# Exercise goal
Restate the records below word for word, leaving nothing out.

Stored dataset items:
------------------------------------

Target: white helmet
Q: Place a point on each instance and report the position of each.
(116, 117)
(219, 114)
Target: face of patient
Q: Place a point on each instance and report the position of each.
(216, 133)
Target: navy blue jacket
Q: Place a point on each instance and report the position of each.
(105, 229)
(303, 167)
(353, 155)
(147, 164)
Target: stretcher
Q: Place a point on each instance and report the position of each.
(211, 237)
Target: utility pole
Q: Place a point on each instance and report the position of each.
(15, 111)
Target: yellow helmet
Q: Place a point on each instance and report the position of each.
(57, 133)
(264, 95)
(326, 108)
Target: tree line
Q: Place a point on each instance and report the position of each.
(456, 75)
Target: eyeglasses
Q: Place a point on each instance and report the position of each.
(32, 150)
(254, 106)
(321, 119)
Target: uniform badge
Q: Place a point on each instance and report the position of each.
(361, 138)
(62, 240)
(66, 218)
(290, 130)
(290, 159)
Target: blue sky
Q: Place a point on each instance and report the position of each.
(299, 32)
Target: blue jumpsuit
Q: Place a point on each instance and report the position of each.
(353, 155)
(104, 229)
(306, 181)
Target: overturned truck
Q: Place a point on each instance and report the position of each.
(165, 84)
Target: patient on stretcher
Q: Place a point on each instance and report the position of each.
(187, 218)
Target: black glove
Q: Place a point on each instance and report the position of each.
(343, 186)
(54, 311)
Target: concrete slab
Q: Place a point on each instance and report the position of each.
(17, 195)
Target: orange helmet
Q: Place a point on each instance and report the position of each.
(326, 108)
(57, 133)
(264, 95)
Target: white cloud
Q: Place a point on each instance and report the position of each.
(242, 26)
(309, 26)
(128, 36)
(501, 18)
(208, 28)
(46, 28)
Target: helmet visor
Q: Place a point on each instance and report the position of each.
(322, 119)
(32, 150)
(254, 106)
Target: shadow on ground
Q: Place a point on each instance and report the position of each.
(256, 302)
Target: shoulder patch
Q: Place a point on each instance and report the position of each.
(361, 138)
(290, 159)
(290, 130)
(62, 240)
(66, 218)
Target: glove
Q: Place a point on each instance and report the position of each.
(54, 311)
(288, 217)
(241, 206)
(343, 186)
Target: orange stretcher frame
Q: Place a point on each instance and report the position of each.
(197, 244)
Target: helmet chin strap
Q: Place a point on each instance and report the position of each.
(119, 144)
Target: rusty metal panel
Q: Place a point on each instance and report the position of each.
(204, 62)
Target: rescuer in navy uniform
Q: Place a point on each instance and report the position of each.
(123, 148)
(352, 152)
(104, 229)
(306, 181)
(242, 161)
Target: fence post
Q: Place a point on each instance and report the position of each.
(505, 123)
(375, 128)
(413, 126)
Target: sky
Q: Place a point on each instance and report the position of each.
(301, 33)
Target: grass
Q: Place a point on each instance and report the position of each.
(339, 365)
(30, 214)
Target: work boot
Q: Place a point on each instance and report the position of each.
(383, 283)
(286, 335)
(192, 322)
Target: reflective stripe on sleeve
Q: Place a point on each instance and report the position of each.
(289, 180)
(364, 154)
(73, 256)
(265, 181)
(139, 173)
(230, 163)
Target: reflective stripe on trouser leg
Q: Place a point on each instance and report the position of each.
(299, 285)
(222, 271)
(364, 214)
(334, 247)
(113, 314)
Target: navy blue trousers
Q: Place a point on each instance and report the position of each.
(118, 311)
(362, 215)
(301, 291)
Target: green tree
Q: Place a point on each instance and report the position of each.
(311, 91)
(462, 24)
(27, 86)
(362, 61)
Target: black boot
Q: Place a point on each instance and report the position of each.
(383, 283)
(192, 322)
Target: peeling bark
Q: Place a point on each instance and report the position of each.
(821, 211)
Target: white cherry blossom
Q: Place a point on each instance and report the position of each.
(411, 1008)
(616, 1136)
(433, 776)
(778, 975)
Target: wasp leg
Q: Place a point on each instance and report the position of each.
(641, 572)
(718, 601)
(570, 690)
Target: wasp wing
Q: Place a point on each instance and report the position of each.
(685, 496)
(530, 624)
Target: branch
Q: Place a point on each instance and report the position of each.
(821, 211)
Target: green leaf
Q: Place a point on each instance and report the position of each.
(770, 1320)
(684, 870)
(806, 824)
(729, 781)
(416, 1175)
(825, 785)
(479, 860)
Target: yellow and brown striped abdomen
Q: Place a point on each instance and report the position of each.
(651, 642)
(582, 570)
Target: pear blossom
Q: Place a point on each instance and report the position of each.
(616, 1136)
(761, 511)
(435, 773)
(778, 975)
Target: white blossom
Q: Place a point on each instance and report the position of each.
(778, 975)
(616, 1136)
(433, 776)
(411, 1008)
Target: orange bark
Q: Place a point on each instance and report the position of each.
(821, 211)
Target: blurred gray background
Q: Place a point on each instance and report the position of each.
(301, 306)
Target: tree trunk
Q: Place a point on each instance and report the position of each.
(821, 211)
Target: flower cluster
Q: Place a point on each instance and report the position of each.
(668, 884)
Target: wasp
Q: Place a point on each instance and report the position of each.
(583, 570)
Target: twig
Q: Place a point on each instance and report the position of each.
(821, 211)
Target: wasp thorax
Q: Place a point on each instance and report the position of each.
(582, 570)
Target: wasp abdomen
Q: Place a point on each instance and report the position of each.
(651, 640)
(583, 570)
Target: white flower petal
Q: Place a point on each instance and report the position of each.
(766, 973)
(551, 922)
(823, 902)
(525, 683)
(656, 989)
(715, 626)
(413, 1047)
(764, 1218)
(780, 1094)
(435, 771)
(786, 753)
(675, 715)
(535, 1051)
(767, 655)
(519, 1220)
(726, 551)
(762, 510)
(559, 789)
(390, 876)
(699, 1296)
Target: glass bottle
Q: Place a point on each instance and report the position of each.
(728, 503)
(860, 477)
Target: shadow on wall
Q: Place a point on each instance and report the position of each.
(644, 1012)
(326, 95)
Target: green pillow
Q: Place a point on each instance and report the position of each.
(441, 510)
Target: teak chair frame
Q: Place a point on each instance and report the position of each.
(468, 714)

------------------------------------

# Task solution
Target: white helmet
Q: Place a point on each instance and report the position of each.
(116, 117)
(219, 114)
Target: face of patient
Q: Place a point on each instance and report the position of each.
(216, 133)
Target: navy blue jacket
Q: Place a point on each instance and report the position of each.
(105, 229)
(303, 167)
(353, 155)
(147, 164)
Target: stretcher
Q: Place a point on each instance and report the position of each.
(211, 237)
Target: utility pole
Q: Place a point on each instance and report the position of each.
(15, 111)
Target: yellow helmet
Q: Place a point on each instance and report the position of each.
(57, 133)
(264, 95)
(326, 108)
Target: tree line
Q: Place a point on each instance and report the position of each.
(456, 75)
Target: eyeglasses
Q: Place a point on each instance and report the position of each.
(32, 150)
(254, 106)
(321, 119)
Target: uniform badge
Q: Place a point on each instance and report the position of each.
(361, 138)
(62, 240)
(66, 218)
(290, 130)
(290, 159)
Target: blue sky
Q: Place a point on each instance and report the position of each.
(299, 32)
Target: blue jumpsuit
Q: Place a point on each instance and report the position of each.
(353, 155)
(104, 229)
(306, 181)
Target: overturned truck
Q: Place a point on each instance and report the position of each.
(165, 84)
Target: patient on stretcher
Q: Place a point on each instance and report the position of each.
(187, 218)
Target: black glove
Q: Place a point on each instance and report the position of each.
(343, 186)
(54, 311)
Target: concrete slab
Q: Place a point on each instance and report the position of each.
(17, 195)
Target: orange helmet
Q: Place a point on each instance and report the position of each.
(326, 108)
(57, 133)
(264, 95)
Target: white cloud
Q: Place a point on each instance and report the position of each.
(242, 26)
(309, 26)
(128, 36)
(501, 18)
(208, 28)
(46, 28)
Target: helmet visor
Q: Place a point on each instance and report the position of each.
(322, 119)
(32, 150)
(254, 106)
Target: shadow on ground
Q: Place a point on each instance and report the position of each.
(256, 302)
Target: shoulder patch
Q: Place a point on each instance and report the position of each.
(361, 138)
(290, 159)
(290, 130)
(62, 240)
(66, 218)
Target: glove
Q: Place a point on each instance and report the position of each.
(54, 311)
(288, 217)
(241, 206)
(343, 186)
Target: orange stretcher frame
Q: Place a point on each instance and report the position of each.
(197, 244)
Target: helmet chin strap
Q: Place a point on each instance and report the position of each.
(119, 144)
Target: rusty metal panel
Q: Place a point on each instance and report the position of each.
(204, 62)
Target: rescuer in navy uniform
Q: Place a point on each instance and report the position of each.
(123, 148)
(352, 152)
(104, 229)
(306, 181)
(242, 161)
Target: fence post
Q: Place a point on each instance and report the position of each.
(505, 123)
(375, 128)
(413, 126)
Target: sky
Q: Place a point on each instance and report the position of each.
(301, 33)
Target: grass
Q: Place a point on each instance and report the position of each.
(339, 365)
(30, 214)
Target: work boot
Q: Place a point on each instance and report the position of each.
(383, 283)
(286, 335)
(192, 322)
Target: reflective stripe on sleeve
Q: Place a point on each instance and report the position of each.
(289, 180)
(364, 154)
(73, 256)
(265, 181)
(139, 173)
(230, 163)
Target: reflective stripe on trouser leg
Q: Place a point on each instance and report the position of each.
(299, 285)
(222, 271)
(364, 214)
(334, 247)
(113, 314)
Target: navy blue trousers
Q: Place a point on each instance and report the position of each.
(118, 311)
(362, 215)
(301, 291)
Target: green tree
Q: Place a point on each instance and report the position of each.
(311, 91)
(462, 24)
(27, 86)
(362, 61)
Target: black boot
Q: Place a point on each instance and report the position of each.
(383, 283)
(192, 322)
Target: peeling bark
Q: Place a point on each instance and report the position of each.
(821, 211)
Target: white cherry blossom
Q: Place a point on each instance and report the position of each.
(411, 1008)
(616, 1136)
(433, 776)
(778, 975)
Target: wasp leg
Q: Place a point on each instance and report the position of each.
(641, 572)
(718, 601)
(570, 690)
Target: wasp wing
Q: Place a point on each instance and report the position of each.
(685, 496)
(530, 624)
Target: branch
Q: Place a point on each instance and report the position of each.
(821, 211)
Target: green leaf
Q: Place a point on each instance and report the position of each.
(770, 1320)
(684, 870)
(806, 824)
(729, 781)
(416, 1175)
(825, 785)
(479, 860)
Target: yellow and brown striped abdomen
Q: Place a point on each instance and report the position of each.
(651, 642)
(582, 570)
Target: pear blossom
Q: Place a point on each instance and report the position of each.
(616, 1136)
(761, 511)
(435, 773)
(778, 975)
Target: white blossom
Q: Place a point on each instance and report the position of each.
(778, 975)
(616, 1136)
(433, 776)
(411, 1008)
Target: orange bark
Q: Place a point on each instance and report the position of each.
(821, 211)
Target: blurred gray background
Q: Place a point on each instance and report the position of each.
(301, 306)
Target: tree trunk
Q: Place a point on each instance and report the position of each.
(821, 211)
Target: flower cluster
Q: Place a point on each instance and report the position of each.
(668, 884)
Target: wasp
Q: Place a point on each instance and report the position of each.
(583, 570)
Target: twig
Q: Place a point on each instance and report the position of each.
(821, 211)
Target: wasp thorax
Q: Place a point on each instance and report the position of each.
(582, 570)
Target: wasp abdomen
Q: Place a point on each instance and report the position of each.
(651, 640)
(583, 570)
Target: white flower petal
Q: Place a point on each instance and report the position of each.
(766, 973)
(551, 922)
(823, 902)
(525, 683)
(656, 989)
(715, 626)
(413, 1047)
(764, 1218)
(780, 1094)
(435, 771)
(786, 753)
(675, 715)
(535, 1051)
(767, 655)
(519, 1220)
(726, 551)
(762, 510)
(559, 789)
(390, 876)
(699, 1296)
Target: glass bottle
Q: Place a point on each instance and report the position of each.
(728, 503)
(860, 477)
Target: shadow on wall
Q: Place a point on each instance and report the position of each.
(644, 1012)
(326, 95)
Target: green pillow
Q: Place a point on each instance and report the position of each.
(441, 510)
Target: teak chair frame
Q: Place a point on each instance and report the position of each.
(468, 714)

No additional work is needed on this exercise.